Collection entries
★ ★ ★ ★ ★ ★ ★

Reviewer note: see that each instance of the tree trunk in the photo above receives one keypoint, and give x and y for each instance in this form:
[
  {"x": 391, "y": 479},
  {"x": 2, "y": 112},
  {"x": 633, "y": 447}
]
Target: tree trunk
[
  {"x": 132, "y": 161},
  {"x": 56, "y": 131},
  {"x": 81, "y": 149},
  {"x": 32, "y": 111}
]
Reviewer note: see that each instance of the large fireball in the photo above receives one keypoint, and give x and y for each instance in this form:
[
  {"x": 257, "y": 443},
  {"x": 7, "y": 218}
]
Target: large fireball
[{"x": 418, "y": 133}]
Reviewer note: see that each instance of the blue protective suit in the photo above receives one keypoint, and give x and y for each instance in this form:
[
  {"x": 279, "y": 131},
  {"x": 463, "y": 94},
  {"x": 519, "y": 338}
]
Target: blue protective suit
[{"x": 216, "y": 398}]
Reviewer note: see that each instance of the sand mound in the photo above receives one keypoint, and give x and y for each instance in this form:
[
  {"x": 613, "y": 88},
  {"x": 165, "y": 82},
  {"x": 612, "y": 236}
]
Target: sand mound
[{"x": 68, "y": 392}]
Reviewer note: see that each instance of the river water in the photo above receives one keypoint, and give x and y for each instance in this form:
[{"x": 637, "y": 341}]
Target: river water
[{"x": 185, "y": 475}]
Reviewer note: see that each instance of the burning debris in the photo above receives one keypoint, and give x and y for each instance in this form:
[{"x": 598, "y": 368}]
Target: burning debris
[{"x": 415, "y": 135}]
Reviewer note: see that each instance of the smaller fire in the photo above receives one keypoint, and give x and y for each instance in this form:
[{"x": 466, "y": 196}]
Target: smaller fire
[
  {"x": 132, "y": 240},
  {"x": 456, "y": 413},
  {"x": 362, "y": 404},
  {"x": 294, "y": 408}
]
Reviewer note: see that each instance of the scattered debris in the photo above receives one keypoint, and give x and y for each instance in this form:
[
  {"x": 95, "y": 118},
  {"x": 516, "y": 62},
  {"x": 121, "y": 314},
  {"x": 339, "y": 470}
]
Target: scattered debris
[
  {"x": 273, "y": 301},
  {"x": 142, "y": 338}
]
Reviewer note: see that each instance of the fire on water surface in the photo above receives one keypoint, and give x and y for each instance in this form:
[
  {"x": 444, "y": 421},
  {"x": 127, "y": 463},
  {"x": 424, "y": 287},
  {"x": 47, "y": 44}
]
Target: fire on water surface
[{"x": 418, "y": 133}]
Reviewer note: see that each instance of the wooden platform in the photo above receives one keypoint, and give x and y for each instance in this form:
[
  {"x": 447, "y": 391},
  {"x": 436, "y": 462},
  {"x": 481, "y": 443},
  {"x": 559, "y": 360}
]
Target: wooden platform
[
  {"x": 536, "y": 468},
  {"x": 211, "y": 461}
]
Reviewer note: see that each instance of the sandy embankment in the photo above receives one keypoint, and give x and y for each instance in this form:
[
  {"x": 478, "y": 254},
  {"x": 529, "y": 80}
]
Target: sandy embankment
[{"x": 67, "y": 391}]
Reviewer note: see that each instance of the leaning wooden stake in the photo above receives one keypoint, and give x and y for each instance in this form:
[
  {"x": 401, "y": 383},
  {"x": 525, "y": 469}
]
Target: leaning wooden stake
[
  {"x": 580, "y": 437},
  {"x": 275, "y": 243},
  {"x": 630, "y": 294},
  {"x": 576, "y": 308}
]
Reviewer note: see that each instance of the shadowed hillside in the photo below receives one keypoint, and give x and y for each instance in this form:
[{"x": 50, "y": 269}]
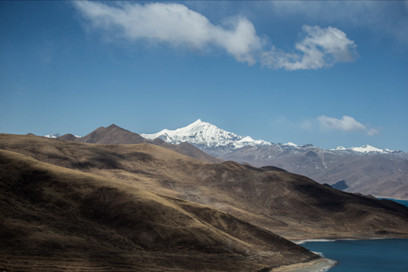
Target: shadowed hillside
[
  {"x": 290, "y": 205},
  {"x": 117, "y": 135},
  {"x": 55, "y": 219}
]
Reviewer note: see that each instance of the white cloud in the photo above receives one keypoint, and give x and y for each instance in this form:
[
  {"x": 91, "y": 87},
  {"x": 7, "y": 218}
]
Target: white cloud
[
  {"x": 321, "y": 47},
  {"x": 382, "y": 18},
  {"x": 346, "y": 123},
  {"x": 174, "y": 24},
  {"x": 178, "y": 25}
]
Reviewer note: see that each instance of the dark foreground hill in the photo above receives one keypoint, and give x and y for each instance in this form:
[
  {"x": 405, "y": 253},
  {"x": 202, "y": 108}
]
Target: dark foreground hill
[
  {"x": 287, "y": 204},
  {"x": 117, "y": 135},
  {"x": 59, "y": 219}
]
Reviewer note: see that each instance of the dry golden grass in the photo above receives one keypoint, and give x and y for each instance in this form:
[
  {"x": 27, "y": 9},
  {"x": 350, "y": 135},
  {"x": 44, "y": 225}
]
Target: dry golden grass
[
  {"x": 291, "y": 205},
  {"x": 59, "y": 219}
]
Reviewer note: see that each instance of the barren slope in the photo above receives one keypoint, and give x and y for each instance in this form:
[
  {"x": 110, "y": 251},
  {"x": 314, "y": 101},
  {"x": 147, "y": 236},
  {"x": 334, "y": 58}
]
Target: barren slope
[
  {"x": 288, "y": 204},
  {"x": 54, "y": 219}
]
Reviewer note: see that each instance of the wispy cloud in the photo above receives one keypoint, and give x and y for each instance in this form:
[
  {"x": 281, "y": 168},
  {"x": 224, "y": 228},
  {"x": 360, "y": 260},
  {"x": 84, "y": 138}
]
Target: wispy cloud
[
  {"x": 175, "y": 24},
  {"x": 383, "y": 18},
  {"x": 321, "y": 47},
  {"x": 346, "y": 123},
  {"x": 178, "y": 25}
]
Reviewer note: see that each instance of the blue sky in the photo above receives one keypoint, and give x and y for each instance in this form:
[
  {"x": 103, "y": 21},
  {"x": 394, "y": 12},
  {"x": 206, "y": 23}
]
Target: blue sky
[{"x": 327, "y": 73}]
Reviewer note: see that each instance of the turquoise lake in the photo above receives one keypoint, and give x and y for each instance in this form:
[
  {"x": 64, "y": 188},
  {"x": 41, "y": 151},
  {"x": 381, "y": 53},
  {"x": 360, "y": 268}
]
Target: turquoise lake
[{"x": 389, "y": 255}]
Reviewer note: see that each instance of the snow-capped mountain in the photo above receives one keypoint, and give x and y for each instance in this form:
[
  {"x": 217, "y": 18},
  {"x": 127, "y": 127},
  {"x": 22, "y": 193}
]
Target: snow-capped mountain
[
  {"x": 203, "y": 134},
  {"x": 206, "y": 135},
  {"x": 57, "y": 135},
  {"x": 52, "y": 135},
  {"x": 365, "y": 169}
]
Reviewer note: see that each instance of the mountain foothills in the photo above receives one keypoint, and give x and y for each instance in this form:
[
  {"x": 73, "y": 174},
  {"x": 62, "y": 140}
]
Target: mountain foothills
[
  {"x": 366, "y": 169},
  {"x": 72, "y": 205}
]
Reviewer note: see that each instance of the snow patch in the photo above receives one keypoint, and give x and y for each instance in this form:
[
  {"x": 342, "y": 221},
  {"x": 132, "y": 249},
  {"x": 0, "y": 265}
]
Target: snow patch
[{"x": 203, "y": 133}]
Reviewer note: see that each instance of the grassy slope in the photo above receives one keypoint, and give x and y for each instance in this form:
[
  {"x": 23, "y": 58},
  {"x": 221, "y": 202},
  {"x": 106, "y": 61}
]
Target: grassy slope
[
  {"x": 290, "y": 205},
  {"x": 54, "y": 218}
]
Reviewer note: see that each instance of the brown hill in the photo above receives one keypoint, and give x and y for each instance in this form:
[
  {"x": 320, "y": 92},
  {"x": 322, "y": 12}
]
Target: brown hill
[
  {"x": 290, "y": 205},
  {"x": 117, "y": 135},
  {"x": 369, "y": 173},
  {"x": 58, "y": 219}
]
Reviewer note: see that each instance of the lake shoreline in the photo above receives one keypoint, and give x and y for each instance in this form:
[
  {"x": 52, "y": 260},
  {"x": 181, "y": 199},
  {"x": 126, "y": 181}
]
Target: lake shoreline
[{"x": 321, "y": 265}]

★ ★ ★ ★ ★ ★ ★

Emit verbatim the lines running from the one with "Reviewer note: see that each instance of the snow patch" through the last line of the data, both endpoints inclusive.

**RESPONSE FOR THIS EXERCISE**:
Reviewer note: see that each instance of the snow patch in the photo above receives one keypoint, and give x and y for each instance in this form:
[
  {"x": 342, "y": 221},
  {"x": 132, "y": 249},
  {"x": 0, "y": 265}
]
Target: snow patch
[{"x": 203, "y": 133}]
Reviewer note: see that each instance of the grassy slope in the photo above receives one keypoint, and give x and y for each instance in this form:
[
  {"x": 23, "y": 58},
  {"x": 221, "y": 202},
  {"x": 106, "y": 61}
]
Target: grassy slope
[
  {"x": 290, "y": 205},
  {"x": 54, "y": 218}
]
Reviewer note: see that each instance of the brown hill in the photo above receives one keypoint, and give x and y for each instance in this form:
[
  {"x": 320, "y": 92},
  {"x": 322, "y": 12}
]
Target: brown hill
[
  {"x": 290, "y": 205},
  {"x": 117, "y": 135},
  {"x": 369, "y": 173},
  {"x": 58, "y": 219}
]
Reviewer note: see that each instance of the lake shoreline in the photo above receives one keypoint, and give x and y for each instance in this form:
[
  {"x": 52, "y": 260},
  {"x": 181, "y": 199},
  {"x": 126, "y": 181}
]
Target: lake shoreline
[{"x": 321, "y": 265}]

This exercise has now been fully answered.